*Texte à lire*
....
[WikiFR-l] Quand Google défie l'Europe, par Jean-Noël Jeanneney (Le Monde)

Yann Forget yann at forget-me.net
Mar 25 Jan 10:21:00 UTC 2005


Bonjour,
L'article n'étant plus disponible en ligne, voilà une copie.
http://fr.wikipedia.org/wiki/Wikipédia:Le_Bistro#wikisource_a_de_la_concurrence

Yann

POINT DE VUE
Quand Google défie l'Europe, par Jean-Noël Jeanneney
LE MONDE | 22.01.05 

Voici que s'affirme le risque d'une domination écrasante de l'Amérique dans la 
définition de l'idée que les prochaines générations se feront du monde.

Pour l'instant, la nouvelle n'a guère attiré l'attention que des 
bibliothécaires et des informaticiens. Et, pourtant, je gage qu'on ne va pas 
tarder à en mesurer la portée culturelle, donc politique : vaste.

Google est, comme on sait, le premier moteur de recherche propre à guider les 
internautes dans l'immensité de la Toile. L'un des premiers 
chronologiquement, puisqu'il remonte à 1998 (sept ans, longue durée dans ce 
champ). Le premier par son succès : 75 % de la recherche d'information 
passent aujourd'hui par son truchement. Le premier enfin par son poids 
capitalistique : entré à la Bourse de New York en juin 2004, il y trouve et y 
trouvera en abondance des ressources nouvelles.
....
*Liste*
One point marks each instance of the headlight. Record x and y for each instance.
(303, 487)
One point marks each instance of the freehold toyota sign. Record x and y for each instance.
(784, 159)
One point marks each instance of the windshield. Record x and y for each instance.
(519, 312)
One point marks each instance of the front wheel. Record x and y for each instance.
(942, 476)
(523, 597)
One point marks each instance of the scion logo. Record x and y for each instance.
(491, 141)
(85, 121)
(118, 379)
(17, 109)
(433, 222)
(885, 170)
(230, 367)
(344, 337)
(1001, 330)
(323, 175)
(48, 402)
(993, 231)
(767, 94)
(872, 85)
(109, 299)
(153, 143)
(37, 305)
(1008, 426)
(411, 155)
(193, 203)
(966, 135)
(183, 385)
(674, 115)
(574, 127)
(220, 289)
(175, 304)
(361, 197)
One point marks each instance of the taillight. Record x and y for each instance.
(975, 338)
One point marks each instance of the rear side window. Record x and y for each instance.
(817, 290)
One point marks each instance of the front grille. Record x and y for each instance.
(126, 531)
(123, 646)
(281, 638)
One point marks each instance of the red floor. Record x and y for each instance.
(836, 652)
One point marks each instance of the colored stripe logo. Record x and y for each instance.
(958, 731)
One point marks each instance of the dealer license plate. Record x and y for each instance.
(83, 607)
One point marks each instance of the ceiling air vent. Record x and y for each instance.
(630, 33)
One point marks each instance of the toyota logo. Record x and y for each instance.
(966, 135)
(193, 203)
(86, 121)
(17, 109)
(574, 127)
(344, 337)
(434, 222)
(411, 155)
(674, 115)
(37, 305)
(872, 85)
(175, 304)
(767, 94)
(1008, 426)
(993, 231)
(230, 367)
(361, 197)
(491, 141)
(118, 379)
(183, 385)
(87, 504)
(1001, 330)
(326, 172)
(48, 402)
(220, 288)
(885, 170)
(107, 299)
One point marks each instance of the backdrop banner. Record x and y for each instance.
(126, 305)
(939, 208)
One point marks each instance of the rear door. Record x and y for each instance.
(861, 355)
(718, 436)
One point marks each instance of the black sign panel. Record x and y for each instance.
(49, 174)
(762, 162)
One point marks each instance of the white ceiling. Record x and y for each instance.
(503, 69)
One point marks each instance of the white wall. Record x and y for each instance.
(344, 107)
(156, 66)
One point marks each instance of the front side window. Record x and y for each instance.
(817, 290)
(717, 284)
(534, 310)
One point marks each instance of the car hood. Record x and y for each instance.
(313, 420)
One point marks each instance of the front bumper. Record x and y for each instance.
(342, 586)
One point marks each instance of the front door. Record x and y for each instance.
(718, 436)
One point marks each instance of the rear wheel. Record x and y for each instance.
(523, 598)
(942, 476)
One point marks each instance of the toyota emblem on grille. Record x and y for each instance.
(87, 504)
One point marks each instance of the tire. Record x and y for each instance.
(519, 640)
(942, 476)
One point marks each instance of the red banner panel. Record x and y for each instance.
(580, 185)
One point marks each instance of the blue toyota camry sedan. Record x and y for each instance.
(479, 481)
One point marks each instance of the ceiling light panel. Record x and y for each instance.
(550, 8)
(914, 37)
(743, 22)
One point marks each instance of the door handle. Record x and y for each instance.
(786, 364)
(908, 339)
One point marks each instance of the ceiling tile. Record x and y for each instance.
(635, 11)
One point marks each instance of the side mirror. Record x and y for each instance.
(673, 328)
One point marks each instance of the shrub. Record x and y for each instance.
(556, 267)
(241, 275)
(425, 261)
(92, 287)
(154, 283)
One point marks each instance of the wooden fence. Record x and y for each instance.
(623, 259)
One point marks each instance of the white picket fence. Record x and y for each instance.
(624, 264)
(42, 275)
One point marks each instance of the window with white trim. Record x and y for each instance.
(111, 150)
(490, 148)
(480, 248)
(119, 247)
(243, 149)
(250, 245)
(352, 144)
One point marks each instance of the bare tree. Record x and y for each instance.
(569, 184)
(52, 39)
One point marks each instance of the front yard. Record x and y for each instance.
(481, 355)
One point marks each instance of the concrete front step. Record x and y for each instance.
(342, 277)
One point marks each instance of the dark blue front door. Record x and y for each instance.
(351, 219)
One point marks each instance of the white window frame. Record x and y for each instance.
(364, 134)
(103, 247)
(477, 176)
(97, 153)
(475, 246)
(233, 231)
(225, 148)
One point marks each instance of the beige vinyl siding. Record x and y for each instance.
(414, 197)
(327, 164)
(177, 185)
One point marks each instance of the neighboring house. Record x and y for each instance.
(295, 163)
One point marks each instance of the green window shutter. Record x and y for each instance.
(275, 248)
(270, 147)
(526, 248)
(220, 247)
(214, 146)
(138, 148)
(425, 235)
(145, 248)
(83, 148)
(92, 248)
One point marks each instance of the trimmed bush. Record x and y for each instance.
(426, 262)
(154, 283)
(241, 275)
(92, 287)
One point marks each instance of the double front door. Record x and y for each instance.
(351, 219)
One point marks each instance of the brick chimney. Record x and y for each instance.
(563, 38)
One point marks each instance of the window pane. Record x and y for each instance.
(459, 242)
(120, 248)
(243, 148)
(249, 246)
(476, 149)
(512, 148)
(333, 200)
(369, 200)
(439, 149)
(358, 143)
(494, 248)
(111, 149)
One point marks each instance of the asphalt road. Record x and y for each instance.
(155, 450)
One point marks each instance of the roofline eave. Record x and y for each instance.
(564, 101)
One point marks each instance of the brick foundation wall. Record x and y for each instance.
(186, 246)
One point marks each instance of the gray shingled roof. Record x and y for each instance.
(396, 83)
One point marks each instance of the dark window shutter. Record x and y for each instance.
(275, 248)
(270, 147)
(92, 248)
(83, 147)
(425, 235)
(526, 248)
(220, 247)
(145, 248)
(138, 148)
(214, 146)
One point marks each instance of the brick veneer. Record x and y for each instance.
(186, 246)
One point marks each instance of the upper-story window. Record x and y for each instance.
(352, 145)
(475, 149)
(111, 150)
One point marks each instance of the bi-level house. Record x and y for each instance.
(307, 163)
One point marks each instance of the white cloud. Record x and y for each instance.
....
*Consignes*
1. Recopiez à l'identique le passage de l'article sur Google et l'Europe qui commence à "Google est, comme" et se termine à "des ressources nouvelles.".
2. Reprenez l'article sur Google et l'Europe à la suite de sa dernière phrase et poursuivez-en la rédaction.

*Réponses*
1.
Google est, comme on sait, le premier moteur de recherche propre à guider les 
internautes dans l'immensité de la Toile. L'un des premiers 
chronologiquement, puisqu'il remonte à 1998 (sept ans, longue durée dans ce 
champ). Le premier par son succès : 75 % de la recherche d'information 
passent aujourd'hui par son truchement. Le premier enfin par son poids 
capitalistique : entré à la Bourse de New York en juin 2004, il y trouve et y 
trouvera en abondance des ressources nouvelles.

2.
Or voici que, le 14 décembre, cette société a annoncé à grand bruit qu'elle 
venait de passer accord avec cinq des bibliothèques les plus célèbres et les 
plus riches du monde anglo-saxon : la New York Public Library et quatre 
bibliothèques d'universités, Stanford, l'université du Michigan, Harvard 
(Etats-Unis) et Oxford (Grande-Bretagne).

Accord pour quoi faire ? Rien de moins que numériser en quelques années 15 
millions d'ouvrages afin de les rendre accessibles en ligne. Librement pour 
tous ceux qui sont tombés dans le domaine public, en extraits alléchants pour 
les autres qui sont encore sous droits, en attendant que le temps passe. 
Stanford et l'université du Michigan mettront à disposition de Google 
l'intégralité de leurs collections (8 millions pour la première, 7 pour la 
seconde) ; New York donnera accès à des documents fragiles qui ne sont pas 
sous copyright ; Oxford à une sélection du XIXe siècle ; Harvard se bornant à 
un test de 40 000 documents choisis parmi ses 15 millions de livres.

Il s'agira au total, chiffre vertigineux, de 4,5 milliards de pages. La 
première réaction, devant cette perspective gigantesque, pourrait être de 
pure et simple jubilation. Voici que prendrait forme, à court terme, le rêve 
messianique qui a été défini à la fin du siècle dernier : tous les savoirs du 
monde accessibles gratuitement sur la planète entière. Donc une égalité des 
chances enfin rétablie, grâce à la science, au profit des pays pauvres et des 
populations défavorisées.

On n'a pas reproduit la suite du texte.